## Available records
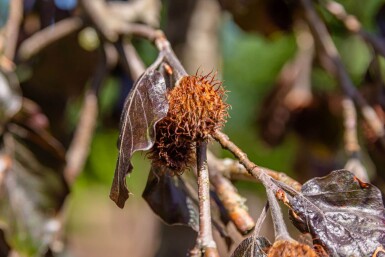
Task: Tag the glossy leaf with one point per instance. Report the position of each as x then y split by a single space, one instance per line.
168 198
343 214
33 188
252 247
144 107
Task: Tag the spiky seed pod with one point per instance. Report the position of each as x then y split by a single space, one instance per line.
285 248
196 110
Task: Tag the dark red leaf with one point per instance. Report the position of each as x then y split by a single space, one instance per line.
145 106
168 198
32 188
343 214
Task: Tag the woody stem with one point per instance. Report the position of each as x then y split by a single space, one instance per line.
205 239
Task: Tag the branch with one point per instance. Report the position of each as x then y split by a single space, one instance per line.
234 170
205 241
350 121
280 229
12 28
325 42
45 37
353 25
232 201
146 11
78 150
256 171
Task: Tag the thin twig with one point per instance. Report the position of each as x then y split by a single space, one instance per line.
78 151
258 225
280 228
205 240
256 171
354 26
147 11
12 28
352 147
350 121
105 22
45 37
322 36
234 170
232 201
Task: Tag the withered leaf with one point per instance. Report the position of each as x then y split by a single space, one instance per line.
168 198
33 188
144 107
252 247
343 214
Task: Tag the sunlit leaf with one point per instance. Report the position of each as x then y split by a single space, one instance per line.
145 106
343 214
252 247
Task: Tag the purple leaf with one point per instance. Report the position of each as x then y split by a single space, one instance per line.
144 107
168 198
343 214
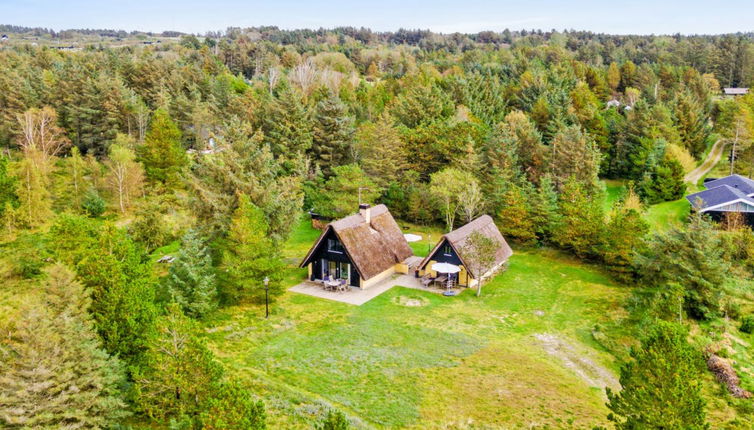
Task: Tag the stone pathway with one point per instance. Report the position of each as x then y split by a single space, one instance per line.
358 296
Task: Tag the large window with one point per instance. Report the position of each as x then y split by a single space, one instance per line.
334 245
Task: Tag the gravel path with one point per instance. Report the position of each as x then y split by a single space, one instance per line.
711 161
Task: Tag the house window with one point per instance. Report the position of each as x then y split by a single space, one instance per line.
333 245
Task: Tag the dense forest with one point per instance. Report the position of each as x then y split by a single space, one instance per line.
222 141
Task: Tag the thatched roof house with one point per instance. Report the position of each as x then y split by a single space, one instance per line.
452 249
362 248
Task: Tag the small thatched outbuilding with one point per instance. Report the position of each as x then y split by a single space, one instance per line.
452 249
363 248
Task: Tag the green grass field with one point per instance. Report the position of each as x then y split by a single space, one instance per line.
521 355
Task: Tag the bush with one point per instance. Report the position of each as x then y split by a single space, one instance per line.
335 420
747 324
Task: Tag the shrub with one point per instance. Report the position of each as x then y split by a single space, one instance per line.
747 324
93 204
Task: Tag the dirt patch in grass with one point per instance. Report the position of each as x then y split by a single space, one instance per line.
510 385
411 302
586 368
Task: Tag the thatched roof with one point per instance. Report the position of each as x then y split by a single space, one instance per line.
457 239
373 247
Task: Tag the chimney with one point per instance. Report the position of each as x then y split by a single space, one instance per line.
366 211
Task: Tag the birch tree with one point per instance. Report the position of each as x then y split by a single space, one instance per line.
125 175
447 188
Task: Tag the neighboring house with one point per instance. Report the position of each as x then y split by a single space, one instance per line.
363 249
733 92
450 249
734 193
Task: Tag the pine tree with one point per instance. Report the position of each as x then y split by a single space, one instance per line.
613 77
574 154
125 175
249 257
332 134
34 197
287 125
7 187
515 219
76 170
339 195
382 153
191 279
543 205
233 408
662 385
665 183
691 257
119 276
53 372
579 228
623 237
162 153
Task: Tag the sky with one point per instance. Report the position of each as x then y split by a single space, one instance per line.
468 16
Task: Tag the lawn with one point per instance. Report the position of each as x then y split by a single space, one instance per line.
520 355
666 214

## Do this
Restate word for word the lines from the one holding "Task: Tag the shrub" to the end of the listing, both ends included, and nothing more.

## Correct response
Task: Tag the shrub with one point per instance. Report the position of each as x then y split by a single space, one instance per line.
747 324
93 204
Task: Tag the dirt patch in grass with one point per instance. Report the position of each as x then y split by a single space, one instance per line.
510 385
411 302
586 368
Task: Tag the thatched roof with one point per instance. Report the position of each as x then y split by a single space, one instance per line.
457 239
373 247
Task: Tag the chimney with one point per instance. Report the position of each as x then y split by a single space, one instance per line.
366 211
Task: Tag the birch tree with one point per instance. Report the position of each as x then y split by a single space, one instance per line.
125 175
447 188
Task: Tag the neighboring house with one point per instance. Report the position of each as x then y split by a single space, one instance per line.
363 249
733 92
450 249
734 193
Task: Tag the pine tree with one point per instance. Report the position of each as x then y split by a single space, one instance per line.
613 77
574 154
125 175
249 257
332 134
34 197
287 125
7 187
515 219
76 170
339 195
382 153
191 279
543 205
233 408
662 385
665 183
691 257
119 276
53 372
579 228
623 237
162 153
Task: Tag the sky with one point per instance. Report the position of each as x then y split by a single space, one instance per line.
468 16
Task: Tag the lawn with one point per instance. Report the position of each as x then y split by a single space, one instance per line.
520 355
666 214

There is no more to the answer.